Start of AVAILABLE RECORDS

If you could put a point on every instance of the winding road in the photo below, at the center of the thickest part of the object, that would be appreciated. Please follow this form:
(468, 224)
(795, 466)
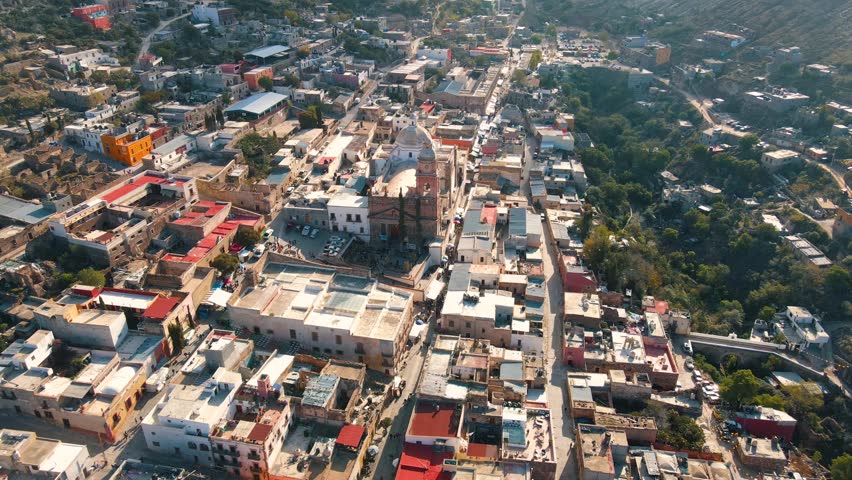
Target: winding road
(146, 43)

End of AVAILABLE RECORDS

SHORT PROBLEM:
Edit the records above so that every "winding road" becomes "mountain path", changing nothing else, and leave the pictures out of your answer.

EXERCISE SOLUTION:
If you could put a point on every instance of the mountain path in the photo below, at the center of the thickest part of the object, that would be appreciated. Please follow this form:
(468, 224)
(795, 466)
Target: mountain path
(146, 43)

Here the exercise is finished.